* Page extract
M.J. Akbar
Stability is one an illusion that nations advertise to comfort citizens. Countries either sink along a gravitational pull beyond the control of governments, or ascend into a virtuous spiral. The pace is often slow, and sometimes invisible, but society is never static.
In the first fifteen years of the 21st century, a linear, contiguous land mass from the Atlantic shores of Africa to the Pacific shore of Japan has become a slope. The western wing is slipping into quagmire, while the eastern expanse, starting from India, is inching up. This may not be an even fact. There are exceptions, some significant. But this is the broad truth.

Natural-language object grounding data:
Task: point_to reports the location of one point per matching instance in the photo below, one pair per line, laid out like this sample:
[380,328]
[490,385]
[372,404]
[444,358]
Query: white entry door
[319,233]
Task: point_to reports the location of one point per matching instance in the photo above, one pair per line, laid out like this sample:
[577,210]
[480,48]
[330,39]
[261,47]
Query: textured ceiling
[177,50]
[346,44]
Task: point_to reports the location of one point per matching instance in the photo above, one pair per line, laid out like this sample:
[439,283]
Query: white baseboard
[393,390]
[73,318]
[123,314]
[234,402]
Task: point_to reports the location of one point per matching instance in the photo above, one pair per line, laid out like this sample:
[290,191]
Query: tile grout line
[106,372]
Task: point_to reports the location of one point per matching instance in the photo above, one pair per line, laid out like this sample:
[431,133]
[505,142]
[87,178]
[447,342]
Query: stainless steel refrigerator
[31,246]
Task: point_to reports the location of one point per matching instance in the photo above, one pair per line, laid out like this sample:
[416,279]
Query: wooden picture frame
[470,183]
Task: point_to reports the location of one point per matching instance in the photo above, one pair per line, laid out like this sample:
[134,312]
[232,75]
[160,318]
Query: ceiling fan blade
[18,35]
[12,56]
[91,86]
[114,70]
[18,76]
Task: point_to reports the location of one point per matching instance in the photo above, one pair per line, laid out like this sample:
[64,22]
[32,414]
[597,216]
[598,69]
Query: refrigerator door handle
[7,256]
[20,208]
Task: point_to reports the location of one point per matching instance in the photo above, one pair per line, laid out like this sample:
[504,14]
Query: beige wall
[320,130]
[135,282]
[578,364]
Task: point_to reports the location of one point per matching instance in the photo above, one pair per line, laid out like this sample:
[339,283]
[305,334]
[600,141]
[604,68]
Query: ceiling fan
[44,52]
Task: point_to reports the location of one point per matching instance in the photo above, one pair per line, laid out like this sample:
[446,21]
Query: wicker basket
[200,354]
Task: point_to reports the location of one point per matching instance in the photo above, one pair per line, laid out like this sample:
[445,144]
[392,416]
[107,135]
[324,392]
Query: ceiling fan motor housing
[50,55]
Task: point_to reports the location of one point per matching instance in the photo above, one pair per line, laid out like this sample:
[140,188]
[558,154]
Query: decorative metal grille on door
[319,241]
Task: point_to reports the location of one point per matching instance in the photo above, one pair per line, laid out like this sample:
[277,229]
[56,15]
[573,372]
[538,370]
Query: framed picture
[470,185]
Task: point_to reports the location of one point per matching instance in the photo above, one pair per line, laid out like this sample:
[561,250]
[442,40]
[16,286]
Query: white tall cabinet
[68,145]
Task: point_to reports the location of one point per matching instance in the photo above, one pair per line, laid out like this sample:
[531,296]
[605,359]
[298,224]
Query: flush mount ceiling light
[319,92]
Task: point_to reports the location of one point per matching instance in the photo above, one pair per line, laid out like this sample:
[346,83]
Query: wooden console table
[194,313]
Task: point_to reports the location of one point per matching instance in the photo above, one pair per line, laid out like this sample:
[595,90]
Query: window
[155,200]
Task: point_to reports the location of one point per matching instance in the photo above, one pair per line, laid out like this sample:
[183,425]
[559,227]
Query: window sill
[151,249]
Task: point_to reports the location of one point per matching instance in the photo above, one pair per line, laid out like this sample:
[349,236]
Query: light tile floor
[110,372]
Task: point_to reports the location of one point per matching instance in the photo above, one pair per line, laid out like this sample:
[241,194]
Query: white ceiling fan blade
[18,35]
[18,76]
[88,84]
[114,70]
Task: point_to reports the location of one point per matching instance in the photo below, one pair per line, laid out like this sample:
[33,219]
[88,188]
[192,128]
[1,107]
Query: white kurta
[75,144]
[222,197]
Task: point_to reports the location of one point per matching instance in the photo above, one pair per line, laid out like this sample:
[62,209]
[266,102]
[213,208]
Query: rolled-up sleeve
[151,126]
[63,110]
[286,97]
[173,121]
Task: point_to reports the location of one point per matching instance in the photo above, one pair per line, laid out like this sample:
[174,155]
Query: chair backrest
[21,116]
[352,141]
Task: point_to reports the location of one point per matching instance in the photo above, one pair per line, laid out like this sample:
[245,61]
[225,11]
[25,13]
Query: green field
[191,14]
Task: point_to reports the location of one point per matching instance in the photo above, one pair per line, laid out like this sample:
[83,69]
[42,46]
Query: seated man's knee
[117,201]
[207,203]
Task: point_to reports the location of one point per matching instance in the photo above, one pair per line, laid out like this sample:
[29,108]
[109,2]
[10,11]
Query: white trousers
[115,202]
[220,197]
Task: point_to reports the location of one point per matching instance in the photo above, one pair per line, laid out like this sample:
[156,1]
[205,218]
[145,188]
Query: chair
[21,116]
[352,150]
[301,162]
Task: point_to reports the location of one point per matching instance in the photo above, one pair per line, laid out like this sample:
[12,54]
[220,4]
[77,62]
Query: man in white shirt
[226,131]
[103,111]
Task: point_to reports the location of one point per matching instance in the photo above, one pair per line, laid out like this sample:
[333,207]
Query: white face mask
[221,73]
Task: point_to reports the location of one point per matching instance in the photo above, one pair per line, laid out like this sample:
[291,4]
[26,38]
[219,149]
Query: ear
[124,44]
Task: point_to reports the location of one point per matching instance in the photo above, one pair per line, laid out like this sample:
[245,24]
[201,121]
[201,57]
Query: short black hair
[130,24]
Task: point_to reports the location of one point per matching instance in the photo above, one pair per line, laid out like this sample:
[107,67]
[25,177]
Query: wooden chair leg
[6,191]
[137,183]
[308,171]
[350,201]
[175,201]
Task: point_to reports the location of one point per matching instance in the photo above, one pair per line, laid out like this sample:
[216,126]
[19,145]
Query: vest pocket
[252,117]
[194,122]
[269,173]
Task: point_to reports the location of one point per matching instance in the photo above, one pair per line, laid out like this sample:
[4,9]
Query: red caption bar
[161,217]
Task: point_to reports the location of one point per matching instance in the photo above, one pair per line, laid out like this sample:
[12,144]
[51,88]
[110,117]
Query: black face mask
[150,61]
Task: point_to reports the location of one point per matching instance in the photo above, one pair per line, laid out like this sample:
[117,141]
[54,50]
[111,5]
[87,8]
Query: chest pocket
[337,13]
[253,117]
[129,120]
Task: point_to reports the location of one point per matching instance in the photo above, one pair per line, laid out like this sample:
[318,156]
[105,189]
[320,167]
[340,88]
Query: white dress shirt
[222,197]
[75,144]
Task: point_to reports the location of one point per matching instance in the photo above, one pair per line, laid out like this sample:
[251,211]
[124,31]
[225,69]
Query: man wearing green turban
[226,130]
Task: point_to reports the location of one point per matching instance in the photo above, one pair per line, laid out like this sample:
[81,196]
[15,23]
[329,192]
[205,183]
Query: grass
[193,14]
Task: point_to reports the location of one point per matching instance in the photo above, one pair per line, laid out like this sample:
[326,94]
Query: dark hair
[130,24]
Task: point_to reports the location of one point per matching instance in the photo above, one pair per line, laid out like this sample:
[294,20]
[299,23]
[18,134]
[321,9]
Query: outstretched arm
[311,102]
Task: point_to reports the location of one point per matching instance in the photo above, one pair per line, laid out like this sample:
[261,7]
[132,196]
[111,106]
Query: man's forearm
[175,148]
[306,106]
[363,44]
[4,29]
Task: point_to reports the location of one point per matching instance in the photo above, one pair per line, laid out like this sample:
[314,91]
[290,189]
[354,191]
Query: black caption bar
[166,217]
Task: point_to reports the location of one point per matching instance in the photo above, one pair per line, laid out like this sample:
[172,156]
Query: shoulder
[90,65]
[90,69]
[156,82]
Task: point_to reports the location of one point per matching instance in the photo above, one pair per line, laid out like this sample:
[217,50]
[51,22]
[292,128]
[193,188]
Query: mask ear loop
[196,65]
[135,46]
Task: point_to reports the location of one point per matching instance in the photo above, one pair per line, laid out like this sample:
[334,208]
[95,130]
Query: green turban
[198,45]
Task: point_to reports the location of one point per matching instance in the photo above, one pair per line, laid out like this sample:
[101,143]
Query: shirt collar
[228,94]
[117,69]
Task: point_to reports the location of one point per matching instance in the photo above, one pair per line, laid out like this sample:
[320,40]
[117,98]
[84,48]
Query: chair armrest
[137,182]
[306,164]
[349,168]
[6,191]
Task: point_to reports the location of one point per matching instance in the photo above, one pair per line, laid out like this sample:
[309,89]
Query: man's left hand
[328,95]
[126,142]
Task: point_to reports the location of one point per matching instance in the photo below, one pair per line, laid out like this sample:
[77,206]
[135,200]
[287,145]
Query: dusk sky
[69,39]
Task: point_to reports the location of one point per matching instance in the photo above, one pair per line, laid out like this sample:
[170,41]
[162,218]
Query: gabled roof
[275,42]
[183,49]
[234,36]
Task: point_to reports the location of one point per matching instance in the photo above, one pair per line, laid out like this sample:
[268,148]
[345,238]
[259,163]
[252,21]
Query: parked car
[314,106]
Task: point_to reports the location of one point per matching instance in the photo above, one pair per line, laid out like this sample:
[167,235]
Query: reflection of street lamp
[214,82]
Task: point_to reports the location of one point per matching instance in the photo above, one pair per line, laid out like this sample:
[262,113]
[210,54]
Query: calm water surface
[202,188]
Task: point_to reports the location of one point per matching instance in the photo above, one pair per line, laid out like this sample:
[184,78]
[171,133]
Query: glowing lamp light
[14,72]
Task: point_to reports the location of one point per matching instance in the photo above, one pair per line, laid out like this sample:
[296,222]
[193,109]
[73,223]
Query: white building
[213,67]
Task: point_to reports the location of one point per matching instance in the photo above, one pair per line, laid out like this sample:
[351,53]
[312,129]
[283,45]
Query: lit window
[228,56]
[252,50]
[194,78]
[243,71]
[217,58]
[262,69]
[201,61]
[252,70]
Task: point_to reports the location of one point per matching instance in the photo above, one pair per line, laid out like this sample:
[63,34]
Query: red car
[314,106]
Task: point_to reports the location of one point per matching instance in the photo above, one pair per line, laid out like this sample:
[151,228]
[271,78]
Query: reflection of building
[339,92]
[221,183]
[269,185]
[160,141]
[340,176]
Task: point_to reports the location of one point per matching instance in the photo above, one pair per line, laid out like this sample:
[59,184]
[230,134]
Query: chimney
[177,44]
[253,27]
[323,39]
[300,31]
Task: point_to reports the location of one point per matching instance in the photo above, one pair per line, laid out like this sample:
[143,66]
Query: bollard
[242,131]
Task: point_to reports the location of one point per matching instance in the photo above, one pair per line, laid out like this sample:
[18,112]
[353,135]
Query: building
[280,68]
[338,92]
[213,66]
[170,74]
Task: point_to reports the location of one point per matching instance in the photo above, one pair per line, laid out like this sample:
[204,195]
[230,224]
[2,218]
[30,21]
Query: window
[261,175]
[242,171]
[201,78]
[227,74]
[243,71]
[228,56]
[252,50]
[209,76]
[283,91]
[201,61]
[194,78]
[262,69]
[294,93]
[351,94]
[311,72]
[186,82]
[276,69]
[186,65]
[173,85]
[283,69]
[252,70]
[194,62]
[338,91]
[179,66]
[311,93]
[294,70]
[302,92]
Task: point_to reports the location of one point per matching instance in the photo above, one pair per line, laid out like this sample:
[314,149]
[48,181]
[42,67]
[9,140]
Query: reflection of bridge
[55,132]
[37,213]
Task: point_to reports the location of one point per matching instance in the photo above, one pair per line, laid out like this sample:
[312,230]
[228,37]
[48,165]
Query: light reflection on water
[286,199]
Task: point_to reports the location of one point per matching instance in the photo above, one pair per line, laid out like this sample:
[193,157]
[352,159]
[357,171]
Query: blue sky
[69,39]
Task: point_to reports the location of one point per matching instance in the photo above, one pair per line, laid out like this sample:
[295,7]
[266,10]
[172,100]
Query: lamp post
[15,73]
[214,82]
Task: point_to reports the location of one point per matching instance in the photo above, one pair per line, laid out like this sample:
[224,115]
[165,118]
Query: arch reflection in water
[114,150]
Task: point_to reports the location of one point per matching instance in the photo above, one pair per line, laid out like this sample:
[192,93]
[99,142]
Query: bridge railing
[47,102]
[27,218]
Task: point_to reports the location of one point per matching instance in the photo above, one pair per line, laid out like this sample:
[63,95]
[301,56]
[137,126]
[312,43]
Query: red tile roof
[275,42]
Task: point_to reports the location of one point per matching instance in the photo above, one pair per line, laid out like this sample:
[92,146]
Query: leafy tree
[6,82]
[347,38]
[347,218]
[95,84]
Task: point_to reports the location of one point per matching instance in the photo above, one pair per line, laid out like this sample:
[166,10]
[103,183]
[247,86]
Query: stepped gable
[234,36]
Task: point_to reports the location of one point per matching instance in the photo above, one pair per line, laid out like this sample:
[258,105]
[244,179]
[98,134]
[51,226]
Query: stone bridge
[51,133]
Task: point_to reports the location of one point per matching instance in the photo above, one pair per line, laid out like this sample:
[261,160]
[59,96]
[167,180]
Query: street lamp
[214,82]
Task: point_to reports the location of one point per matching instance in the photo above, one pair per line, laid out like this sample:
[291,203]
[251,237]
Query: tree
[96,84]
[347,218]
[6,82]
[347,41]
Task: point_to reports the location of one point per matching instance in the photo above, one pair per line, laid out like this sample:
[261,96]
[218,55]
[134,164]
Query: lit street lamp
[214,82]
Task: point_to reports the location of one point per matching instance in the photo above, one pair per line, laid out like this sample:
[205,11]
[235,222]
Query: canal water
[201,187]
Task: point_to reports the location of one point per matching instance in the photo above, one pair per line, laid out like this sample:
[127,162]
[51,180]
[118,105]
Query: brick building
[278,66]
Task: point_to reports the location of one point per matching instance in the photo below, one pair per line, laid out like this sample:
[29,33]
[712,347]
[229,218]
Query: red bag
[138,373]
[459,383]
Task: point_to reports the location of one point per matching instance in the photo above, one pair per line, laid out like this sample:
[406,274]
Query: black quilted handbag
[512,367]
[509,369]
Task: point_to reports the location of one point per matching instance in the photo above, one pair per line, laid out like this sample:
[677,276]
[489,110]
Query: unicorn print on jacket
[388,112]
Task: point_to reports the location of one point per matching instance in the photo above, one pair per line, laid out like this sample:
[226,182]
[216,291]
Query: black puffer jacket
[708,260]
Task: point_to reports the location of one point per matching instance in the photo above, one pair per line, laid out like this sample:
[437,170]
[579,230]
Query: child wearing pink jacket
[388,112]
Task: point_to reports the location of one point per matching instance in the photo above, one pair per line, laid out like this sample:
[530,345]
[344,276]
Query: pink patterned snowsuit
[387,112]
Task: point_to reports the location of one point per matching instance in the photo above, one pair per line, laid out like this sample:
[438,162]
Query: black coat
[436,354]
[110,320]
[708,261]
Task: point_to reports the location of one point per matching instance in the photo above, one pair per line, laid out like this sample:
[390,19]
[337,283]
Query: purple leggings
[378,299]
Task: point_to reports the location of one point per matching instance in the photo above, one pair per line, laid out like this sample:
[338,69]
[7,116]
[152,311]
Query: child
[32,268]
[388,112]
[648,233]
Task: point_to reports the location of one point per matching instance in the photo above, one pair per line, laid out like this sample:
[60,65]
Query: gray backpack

* Problem details
Resume the essay on how nations rise and sink, picking up right after its last sentence. You won't need the listing for this.

* Answer box
Israel is not so much an exception as stand-alone territory. Witness, for instance, real estate prices in Tel Aviv. You might be buying an apartment in serene Europe rather than a city within artillery distance of the world’s toughest neighbourhood. Israel’s geo-politics has changed thanks to the surrounding politics. Israel remains on the front lines – that could hardly change – but it has become a subsidiary presence on a wrecked region rife with multiple wars. Israel’s leader Benjamin Netanyahu might choose to raise the rhetoric, but Israel, sensibly, has become a watchful bystander, best protecting its security by remaining aloof. Israel does not have to weaken its foes. They are doing a pretty good job of weakening themselves.
The seams of conflict around Israel no longer follow national borders, most of which are simply straight lines dictated by colonial masters during the long years of disintegration that marked the fall of the Ottoman empire. Tension lines are demographic rather than geographic, compounded by ideologies that respond to much older rivalry.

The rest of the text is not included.